Data items:
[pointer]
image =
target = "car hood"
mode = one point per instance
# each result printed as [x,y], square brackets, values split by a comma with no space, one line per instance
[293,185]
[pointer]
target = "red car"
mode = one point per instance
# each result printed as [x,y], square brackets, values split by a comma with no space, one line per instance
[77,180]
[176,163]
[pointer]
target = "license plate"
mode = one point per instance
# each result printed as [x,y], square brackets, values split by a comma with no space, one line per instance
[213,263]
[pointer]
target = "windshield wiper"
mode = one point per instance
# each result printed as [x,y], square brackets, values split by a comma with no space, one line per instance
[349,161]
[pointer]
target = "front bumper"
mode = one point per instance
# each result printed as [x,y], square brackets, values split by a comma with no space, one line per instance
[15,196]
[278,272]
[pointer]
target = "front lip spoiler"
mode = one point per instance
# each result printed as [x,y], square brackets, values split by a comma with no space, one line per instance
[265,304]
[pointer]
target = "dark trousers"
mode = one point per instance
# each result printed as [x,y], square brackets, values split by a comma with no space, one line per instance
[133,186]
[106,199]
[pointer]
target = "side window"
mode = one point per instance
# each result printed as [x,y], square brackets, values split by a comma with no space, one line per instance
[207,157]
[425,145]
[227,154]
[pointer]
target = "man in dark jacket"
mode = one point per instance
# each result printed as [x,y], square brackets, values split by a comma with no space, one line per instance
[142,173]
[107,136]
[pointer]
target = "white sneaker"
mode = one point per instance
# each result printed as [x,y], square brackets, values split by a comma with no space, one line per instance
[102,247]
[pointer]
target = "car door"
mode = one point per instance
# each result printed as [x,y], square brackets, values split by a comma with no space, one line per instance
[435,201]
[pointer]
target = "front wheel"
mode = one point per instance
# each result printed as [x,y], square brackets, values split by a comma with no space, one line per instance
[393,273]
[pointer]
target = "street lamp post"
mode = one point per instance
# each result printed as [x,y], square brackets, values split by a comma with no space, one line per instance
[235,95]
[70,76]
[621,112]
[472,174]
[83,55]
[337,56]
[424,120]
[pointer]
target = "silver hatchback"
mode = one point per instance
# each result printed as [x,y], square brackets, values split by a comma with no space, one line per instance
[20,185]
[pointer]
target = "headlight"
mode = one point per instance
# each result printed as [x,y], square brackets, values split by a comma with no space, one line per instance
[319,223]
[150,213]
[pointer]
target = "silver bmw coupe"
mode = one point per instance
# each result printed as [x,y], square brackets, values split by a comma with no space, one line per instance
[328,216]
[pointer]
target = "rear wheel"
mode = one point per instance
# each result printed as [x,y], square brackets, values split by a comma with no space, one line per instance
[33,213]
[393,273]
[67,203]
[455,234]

• **EXERCISE**: Pull out each line of the listing above that contains the string "wheel", treating uppercase and lowercase as different.

• **SOLUTION TO THIS PROBLEM**:
target = "front wheel"
target = "rear wheel"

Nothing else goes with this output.